_Page_
%%

Demo Rinpoche, Rimpoche's nephew, has served as Jewel Heart's Resident Spiritual Director, since 2018.

In 2021 Tibet House US in New York City, partnered with the Allen Ginsberg estate, and Jewel Heart International, on Transforming Minds: Kyabje Gelek Rimpoche and Friends, a gallery show, video, and eventually online exhibition, of photos and drawings by Allen Ginsberg with whom Rimpoche had an "indissoluble bond," exemplifying the "transformational nature of this time in US history." "Fifty negatives guided by Allen's extensive notes on the contact sheets and images he'd circled with the intention to print," featured images of Rimpoche with friends, including "other great Tibetan masters, including Ribur Rimpoche and Khyongla Rato Rimpoche, images we had not known about," and "monks, Tibetologists, friends, and students, including Philip Glass, artist Francesco Clemente, founder of Tibet House US, Robert Thurman, poet Anne Waldman, and songwriter, singer, and poet, Patti Smith."

%%

_Description of the task_
List the people the exhibition text names among the "monks, Tibetologists, friends, and students" in the photos. The records below were taken from a separate source.

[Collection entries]
%%

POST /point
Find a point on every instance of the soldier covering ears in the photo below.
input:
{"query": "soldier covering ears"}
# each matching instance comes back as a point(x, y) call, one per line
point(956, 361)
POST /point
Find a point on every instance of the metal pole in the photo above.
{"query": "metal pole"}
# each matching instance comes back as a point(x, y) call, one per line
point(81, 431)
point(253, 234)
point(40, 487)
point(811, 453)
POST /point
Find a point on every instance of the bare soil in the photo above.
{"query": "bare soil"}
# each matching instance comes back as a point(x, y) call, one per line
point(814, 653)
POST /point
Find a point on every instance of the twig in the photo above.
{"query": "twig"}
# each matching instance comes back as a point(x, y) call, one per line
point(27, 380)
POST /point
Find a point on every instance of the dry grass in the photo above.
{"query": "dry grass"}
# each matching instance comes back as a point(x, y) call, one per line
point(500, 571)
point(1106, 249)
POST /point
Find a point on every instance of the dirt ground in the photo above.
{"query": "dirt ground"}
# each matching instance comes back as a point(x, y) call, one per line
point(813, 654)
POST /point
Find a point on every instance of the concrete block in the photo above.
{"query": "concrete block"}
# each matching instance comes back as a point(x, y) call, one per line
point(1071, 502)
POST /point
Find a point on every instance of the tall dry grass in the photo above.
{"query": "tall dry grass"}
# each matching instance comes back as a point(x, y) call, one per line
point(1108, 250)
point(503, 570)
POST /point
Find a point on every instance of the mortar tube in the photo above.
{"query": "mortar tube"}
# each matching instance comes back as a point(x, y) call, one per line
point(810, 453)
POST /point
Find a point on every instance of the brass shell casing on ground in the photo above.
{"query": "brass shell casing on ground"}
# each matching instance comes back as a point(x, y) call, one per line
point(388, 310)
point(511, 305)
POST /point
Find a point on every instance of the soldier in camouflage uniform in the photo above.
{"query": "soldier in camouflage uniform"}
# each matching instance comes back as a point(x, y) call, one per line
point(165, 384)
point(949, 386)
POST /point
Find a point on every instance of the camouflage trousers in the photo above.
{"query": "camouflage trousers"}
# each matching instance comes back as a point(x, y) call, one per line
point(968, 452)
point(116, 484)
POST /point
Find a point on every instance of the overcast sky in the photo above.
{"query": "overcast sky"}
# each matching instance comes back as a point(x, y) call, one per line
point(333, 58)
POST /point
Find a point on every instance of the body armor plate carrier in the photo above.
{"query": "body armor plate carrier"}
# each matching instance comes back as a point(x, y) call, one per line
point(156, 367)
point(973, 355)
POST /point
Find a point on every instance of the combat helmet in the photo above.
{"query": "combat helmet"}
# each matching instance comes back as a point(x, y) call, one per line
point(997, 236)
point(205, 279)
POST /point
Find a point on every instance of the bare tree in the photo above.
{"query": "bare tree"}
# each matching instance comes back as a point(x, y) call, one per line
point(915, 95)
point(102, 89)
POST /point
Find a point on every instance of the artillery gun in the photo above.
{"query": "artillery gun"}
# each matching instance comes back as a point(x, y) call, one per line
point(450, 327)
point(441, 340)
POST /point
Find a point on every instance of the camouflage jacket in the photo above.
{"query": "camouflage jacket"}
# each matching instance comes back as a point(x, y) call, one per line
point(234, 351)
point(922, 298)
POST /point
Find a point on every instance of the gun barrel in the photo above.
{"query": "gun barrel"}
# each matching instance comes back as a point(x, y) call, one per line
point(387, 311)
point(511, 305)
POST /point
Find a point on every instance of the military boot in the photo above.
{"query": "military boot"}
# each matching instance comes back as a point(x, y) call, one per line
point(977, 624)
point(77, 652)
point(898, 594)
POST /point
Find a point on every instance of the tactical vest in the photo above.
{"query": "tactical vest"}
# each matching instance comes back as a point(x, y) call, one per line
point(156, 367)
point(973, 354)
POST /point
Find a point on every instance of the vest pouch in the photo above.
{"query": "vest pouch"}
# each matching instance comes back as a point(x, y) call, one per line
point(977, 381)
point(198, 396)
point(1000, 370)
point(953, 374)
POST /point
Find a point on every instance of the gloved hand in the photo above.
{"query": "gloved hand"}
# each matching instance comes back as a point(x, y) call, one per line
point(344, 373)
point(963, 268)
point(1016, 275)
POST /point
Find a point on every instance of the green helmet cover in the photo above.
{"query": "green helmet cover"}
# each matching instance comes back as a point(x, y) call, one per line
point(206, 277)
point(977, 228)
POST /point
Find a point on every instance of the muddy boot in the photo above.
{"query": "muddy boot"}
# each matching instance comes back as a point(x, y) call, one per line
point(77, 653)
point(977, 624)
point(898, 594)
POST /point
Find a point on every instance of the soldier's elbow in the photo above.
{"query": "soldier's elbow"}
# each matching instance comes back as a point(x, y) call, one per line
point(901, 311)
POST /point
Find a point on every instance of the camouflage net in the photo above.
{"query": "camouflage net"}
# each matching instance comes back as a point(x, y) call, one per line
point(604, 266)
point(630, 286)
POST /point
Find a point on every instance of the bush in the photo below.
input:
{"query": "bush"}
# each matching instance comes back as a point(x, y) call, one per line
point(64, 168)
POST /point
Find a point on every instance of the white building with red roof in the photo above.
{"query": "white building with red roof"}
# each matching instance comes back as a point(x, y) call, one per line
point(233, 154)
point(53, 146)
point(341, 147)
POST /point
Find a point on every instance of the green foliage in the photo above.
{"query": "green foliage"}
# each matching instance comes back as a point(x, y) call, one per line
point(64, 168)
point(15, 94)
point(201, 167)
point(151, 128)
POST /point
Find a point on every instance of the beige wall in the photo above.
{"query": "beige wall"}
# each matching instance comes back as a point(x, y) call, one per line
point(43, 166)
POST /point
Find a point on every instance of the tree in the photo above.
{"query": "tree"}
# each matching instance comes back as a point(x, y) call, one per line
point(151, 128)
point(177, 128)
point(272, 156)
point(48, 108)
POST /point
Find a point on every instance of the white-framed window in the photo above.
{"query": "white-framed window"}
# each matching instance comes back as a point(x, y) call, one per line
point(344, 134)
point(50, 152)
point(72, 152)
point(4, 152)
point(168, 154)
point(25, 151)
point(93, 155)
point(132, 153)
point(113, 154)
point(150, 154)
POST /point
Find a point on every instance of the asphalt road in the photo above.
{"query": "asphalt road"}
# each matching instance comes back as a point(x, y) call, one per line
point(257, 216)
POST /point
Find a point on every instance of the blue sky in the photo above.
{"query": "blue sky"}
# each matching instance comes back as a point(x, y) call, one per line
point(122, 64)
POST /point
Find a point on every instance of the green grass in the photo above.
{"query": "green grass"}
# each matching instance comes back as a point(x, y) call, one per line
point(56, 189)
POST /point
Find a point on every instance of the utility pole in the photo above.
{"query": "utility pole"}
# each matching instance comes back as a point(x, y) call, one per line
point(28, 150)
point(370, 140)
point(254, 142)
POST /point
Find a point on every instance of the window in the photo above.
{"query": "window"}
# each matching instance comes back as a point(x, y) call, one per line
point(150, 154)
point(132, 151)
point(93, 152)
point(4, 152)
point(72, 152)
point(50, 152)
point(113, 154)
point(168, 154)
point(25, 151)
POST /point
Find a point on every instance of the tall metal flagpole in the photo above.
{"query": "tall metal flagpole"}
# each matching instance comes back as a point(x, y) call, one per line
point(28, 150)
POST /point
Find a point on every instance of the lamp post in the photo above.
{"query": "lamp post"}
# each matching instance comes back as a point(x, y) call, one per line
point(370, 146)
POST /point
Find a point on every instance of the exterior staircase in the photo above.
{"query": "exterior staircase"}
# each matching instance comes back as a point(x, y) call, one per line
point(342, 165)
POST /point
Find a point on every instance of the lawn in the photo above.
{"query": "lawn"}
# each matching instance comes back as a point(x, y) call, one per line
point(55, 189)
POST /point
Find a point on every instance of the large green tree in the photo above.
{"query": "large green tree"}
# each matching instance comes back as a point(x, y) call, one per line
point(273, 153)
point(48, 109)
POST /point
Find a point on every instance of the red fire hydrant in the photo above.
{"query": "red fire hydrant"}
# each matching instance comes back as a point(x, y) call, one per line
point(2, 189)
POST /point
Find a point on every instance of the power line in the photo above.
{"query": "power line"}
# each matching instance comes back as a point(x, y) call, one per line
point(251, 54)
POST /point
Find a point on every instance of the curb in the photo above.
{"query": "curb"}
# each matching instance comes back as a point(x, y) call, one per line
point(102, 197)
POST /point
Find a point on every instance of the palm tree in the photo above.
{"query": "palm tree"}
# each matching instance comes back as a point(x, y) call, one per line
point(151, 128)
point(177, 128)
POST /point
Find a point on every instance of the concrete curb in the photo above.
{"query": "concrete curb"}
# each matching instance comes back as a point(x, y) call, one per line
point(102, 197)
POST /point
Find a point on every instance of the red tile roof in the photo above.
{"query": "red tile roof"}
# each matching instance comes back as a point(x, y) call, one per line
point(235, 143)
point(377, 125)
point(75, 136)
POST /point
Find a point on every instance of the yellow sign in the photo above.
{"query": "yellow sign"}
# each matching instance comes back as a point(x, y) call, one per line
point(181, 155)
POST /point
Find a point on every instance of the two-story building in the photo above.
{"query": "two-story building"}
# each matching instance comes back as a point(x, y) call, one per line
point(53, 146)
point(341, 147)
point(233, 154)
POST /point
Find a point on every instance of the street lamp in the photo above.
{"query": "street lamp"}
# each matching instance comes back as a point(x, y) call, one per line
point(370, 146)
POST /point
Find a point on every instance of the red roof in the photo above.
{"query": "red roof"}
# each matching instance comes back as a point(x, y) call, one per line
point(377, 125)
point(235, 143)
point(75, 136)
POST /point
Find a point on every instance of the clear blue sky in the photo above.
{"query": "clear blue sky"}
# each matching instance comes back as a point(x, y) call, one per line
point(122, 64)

%%

_Problem solution_
Philip Glass
Francesco Clemente
Robert Thurman
Anne Waldman
Patti Smith